* **TASK TO COMPLETE**: Copy out all of the material exactly.

* **INPUT FOR THIS TASK**:
____________________
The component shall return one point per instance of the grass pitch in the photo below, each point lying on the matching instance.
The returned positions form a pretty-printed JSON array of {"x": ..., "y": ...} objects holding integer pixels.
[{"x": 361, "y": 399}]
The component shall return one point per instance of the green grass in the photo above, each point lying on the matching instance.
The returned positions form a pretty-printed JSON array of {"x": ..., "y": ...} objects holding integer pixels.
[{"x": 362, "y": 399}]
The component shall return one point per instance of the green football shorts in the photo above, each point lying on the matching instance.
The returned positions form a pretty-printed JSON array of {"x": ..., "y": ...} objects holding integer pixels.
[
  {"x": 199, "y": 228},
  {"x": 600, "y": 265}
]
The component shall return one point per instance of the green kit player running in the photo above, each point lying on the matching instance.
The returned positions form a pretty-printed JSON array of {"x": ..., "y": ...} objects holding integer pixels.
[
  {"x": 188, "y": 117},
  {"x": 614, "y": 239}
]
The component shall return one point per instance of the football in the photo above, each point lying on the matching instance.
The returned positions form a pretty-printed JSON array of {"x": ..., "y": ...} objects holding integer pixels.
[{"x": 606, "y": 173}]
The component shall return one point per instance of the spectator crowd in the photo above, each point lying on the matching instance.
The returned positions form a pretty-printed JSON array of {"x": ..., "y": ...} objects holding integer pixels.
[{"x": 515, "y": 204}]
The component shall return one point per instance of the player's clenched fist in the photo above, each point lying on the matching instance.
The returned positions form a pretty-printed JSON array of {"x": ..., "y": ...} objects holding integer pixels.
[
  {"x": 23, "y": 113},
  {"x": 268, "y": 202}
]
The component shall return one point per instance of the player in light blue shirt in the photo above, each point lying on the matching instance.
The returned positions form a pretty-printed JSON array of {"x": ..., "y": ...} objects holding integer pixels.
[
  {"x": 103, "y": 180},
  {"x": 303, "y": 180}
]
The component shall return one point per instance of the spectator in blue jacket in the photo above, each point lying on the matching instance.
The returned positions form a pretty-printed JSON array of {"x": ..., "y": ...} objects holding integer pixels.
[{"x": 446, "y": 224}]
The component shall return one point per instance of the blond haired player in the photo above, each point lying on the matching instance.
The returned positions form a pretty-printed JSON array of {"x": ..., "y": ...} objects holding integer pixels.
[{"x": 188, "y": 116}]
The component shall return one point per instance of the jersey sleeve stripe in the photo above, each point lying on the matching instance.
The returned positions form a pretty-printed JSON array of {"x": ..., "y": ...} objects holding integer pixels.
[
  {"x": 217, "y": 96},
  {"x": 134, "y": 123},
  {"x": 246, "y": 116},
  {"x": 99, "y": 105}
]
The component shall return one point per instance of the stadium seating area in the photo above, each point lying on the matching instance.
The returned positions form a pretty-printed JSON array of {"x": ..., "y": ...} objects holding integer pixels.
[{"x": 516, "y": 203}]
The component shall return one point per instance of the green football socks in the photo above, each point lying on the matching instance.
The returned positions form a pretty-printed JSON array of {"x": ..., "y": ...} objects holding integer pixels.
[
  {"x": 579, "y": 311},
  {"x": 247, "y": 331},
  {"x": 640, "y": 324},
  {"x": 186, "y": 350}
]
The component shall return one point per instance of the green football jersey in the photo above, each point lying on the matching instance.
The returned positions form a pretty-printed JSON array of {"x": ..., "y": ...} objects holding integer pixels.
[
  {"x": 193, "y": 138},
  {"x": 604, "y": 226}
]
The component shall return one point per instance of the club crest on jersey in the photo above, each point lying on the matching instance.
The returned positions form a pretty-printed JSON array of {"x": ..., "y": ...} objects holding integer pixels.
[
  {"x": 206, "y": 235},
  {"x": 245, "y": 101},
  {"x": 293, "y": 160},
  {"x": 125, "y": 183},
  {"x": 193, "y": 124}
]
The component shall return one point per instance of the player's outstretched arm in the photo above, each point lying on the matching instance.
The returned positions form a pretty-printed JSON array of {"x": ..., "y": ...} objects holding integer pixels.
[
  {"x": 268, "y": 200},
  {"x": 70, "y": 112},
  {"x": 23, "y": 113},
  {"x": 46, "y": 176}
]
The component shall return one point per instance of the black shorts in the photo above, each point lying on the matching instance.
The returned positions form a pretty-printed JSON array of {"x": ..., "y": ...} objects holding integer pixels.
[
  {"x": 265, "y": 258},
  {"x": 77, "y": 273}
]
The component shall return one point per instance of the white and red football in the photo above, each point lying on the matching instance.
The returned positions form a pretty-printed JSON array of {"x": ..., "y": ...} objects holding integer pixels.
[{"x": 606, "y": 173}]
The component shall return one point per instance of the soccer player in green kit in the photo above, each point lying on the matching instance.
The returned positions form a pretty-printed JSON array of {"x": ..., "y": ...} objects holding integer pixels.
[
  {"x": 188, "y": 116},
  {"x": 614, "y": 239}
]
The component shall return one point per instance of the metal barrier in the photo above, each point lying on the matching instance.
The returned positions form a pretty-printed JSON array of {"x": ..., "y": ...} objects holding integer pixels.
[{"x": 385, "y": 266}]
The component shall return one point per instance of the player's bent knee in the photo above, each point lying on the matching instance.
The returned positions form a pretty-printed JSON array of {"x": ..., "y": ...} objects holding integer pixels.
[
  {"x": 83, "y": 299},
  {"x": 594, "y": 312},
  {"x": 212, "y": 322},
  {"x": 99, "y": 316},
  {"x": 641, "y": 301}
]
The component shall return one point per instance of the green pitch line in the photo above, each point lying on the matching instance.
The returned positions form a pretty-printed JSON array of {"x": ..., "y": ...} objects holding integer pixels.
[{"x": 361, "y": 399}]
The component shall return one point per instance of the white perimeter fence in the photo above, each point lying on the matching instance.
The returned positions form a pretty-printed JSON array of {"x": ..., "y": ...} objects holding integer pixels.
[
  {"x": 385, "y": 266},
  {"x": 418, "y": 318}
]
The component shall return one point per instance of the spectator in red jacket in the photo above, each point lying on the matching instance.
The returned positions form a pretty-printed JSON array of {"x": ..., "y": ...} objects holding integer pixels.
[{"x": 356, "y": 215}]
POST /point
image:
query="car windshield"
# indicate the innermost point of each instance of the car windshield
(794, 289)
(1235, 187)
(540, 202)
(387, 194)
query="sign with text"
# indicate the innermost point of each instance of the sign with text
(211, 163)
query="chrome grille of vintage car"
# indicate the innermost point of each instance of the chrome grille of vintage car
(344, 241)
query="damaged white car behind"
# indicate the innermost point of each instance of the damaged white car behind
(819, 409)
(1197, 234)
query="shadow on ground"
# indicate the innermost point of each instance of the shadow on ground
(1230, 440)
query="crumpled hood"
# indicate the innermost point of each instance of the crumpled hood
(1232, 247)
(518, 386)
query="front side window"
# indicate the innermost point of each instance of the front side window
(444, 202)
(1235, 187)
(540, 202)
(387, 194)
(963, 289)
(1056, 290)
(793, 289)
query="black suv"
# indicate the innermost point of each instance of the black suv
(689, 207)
____________________
* **COMPLETE OUTPUT**:
The component shall return one point per instance of the grass pitch in the photo below, each point lying on the matching instance.
The returned positions form a pretty-printed JSON array of {"x": ..., "y": ...} objects holding integer pixels.
[{"x": 361, "y": 399}]
The component shall return one point per instance of the green grass in the photo above, each point lying on the matching instance.
The returned positions form a pretty-printed JSON array of {"x": ..., "y": ...} objects holding integer pixels.
[{"x": 362, "y": 399}]
The component shall return one point per instance of the green football shorts in the photo above, each point lying on the matching instance.
The returned positions form a pretty-printed JSON array of {"x": ..., "y": ...} objects holding integer pixels.
[
  {"x": 199, "y": 228},
  {"x": 600, "y": 265}
]
The component shall return one point per instance of the green kit player running in the photo above, each point lying on the matching instance.
The returned positions form a pretty-printed JSON array of {"x": ..., "y": ...} objects holding integer pixels.
[
  {"x": 188, "y": 117},
  {"x": 614, "y": 239}
]
The component shall return one point per instance of the football in the photo above, each point lying on the matching instance.
The returned positions form a pretty-printed JSON array of {"x": ..., "y": ...} objects holding integer pixels.
[{"x": 606, "y": 173}]
The component shall return one point per instance of the spectator crowd in the photo above, each point lying on the matching instance.
The returned positions form a pretty-printed JSON array of {"x": ..., "y": ...} objects holding integer pixels.
[{"x": 515, "y": 204}]
The component shall return one point per instance of the player's clenched fist in the photo above, each point lying on the matching instance.
The returned positions form a pretty-printed JSON array of {"x": ..., "y": ...} objects holding integer pixels.
[
  {"x": 23, "y": 113},
  {"x": 268, "y": 202}
]
The component shall return one point per instance of the player in light blue shirt in the photo above, each point lying on the matching instance.
The returned positions form a pretty-printed JSON array of {"x": ..., "y": ...} objects holding integer pixels.
[
  {"x": 103, "y": 180},
  {"x": 303, "y": 180}
]
The component shall return one point per instance of the spectator in blue jacket in the photo above, each point lying on the matching instance.
The returned positions form a pretty-printed JSON array of {"x": ..., "y": ...} objects holding integer pixels.
[{"x": 446, "y": 224}]
The component shall return one point per instance of the blond haired player in the photo above, each point lying on the matching instance.
The returned positions form a pretty-printed JSON array of {"x": ..., "y": ...} objects holding integer pixels.
[{"x": 188, "y": 116}]
The component shall return one point per instance of the jersey sleeve stripe in the photo above, each point lying on the matching instance.
The returned positions form a pretty-printed JSON array of {"x": ..., "y": ...} objects holding integer pixels.
[
  {"x": 217, "y": 96},
  {"x": 134, "y": 123},
  {"x": 246, "y": 116},
  {"x": 99, "y": 105}
]
The component shall return one point per instance of the stadium seating area in the photo above, each point lying on the matching instance.
The returned positions form a pretty-printed JSON array of {"x": ..., "y": ...} objects holding integer pixels.
[{"x": 516, "y": 203}]
The component shall return one point per instance of the green football socks in the photo above, each point lying on the matching instance.
The returned positions form a pretty-printed JSON array of {"x": ..., "y": ...} objects holding integer pixels.
[
  {"x": 579, "y": 311},
  {"x": 247, "y": 331},
  {"x": 640, "y": 324},
  {"x": 186, "y": 350}
]
The component shall return one point per instance of the green football jersey in the photo above, each point lying on the matching instance.
The returned positions form a pretty-printed JSON array of {"x": ..., "y": ...} objects holding integer pixels.
[
  {"x": 193, "y": 138},
  {"x": 604, "y": 226}
]
The component shall return one point per instance of the club crest on jersey in the photo above, each point lying on the matching instance.
The returned positions form a pretty-printed JSON array of {"x": ..., "y": ...} objects holding integer pixels.
[
  {"x": 206, "y": 235},
  {"x": 245, "y": 101},
  {"x": 293, "y": 160},
  {"x": 125, "y": 183},
  {"x": 193, "y": 124}
]
The component shall return one point per instance of the player's outstretched arm in the photo above, each point lying on the matching instance.
The returned positions form a pretty-printed JSON array of {"x": ..., "y": ...} objects holding integer pixels.
[
  {"x": 268, "y": 200},
  {"x": 70, "y": 112},
  {"x": 23, "y": 113},
  {"x": 46, "y": 176}
]
The component shall return one point per instance of the black shorts in the photo above, each point lying on the matching instance.
The returned positions form a pretty-printed JSON array of {"x": ..., "y": ...} objects holding integer pixels.
[
  {"x": 265, "y": 258},
  {"x": 77, "y": 273}
]
The component shall return one point per instance of the white and red football in the photo above, each point lying on the matching instance.
The returned positions form a pretty-printed JSON array of {"x": ..., "y": ...} objects holding integer pixels.
[{"x": 606, "y": 173}]
The component shall return one point per instance of the soccer player in green kit in the photo above, each point lying on the matching instance.
The returned positions form a pretty-printed JSON array of {"x": ..., "y": ...} objects holding integer pixels.
[
  {"x": 188, "y": 116},
  {"x": 614, "y": 239}
]
The component shall return one point per instance of the metal barrier in the photo above, each point lying on the matching instance.
The returned positions form a pretty-printed JSON array of {"x": ..., "y": ...} objects holding integer pixels.
[{"x": 385, "y": 266}]
The component shall return one point per instance of the player's bent knee in the photo above, each point lying on the matching instance.
The returned positions form a pretty-printed JSON array of {"x": ..., "y": ...} objects holding integer pixels.
[
  {"x": 83, "y": 299},
  {"x": 594, "y": 312},
  {"x": 212, "y": 322},
  {"x": 99, "y": 316},
  {"x": 641, "y": 301}
]
The component shall return one point per instance of the green pitch line in the photo above, each point lying on the matching instance.
The returned positions form a pretty-printed JSON array of {"x": ..., "y": ...} objects holding integer pixels.
[{"x": 361, "y": 399}]
The component shall return one point per instance of the white perimeter fence in the photo above, each point lying on the matching instance.
The returned positions form a pretty-printed JSON array of {"x": ..., "y": ...} objects holding integer pixels.
[
  {"x": 385, "y": 266},
  {"x": 418, "y": 318}
]
The component shall return one point per instance of the spectator in red jacket in the photo above, each point lying on the matching instance.
The returned positions form a pretty-printed JSON array of {"x": ..., "y": ...} objects holding integer pixels.
[{"x": 356, "y": 215}]
POST /point
image:
query="car windshield"
# indicate the innermost point of each instance of the car windshield
(794, 289)
(1235, 187)
(540, 202)
(387, 194)
query="sign with text"
# indicate the innermost point of each instance of the sign with text
(211, 163)
query="chrome grille of vintage car"
# indicate the innermost point of each instance of the chrome grille of vintage car
(344, 241)
query="damaged white car behind"
# indicate the innermost point of each instance of the damaged white car behind
(819, 409)
(1197, 234)
query="shadow on ground"
# indicate the innermost point of each instance of the shadow on ground
(1230, 440)
query="crumpled hood"
# indicate the innermost point of each instance of the crumpled hood
(1232, 247)
(518, 386)
query="front side window"
# indicate the innermost point of each instance of the front side window
(444, 202)
(1235, 187)
(540, 202)
(387, 194)
(963, 289)
(1056, 290)
(793, 289)
query="black suv"
# indicate the innermost point of each instance of the black suv
(689, 207)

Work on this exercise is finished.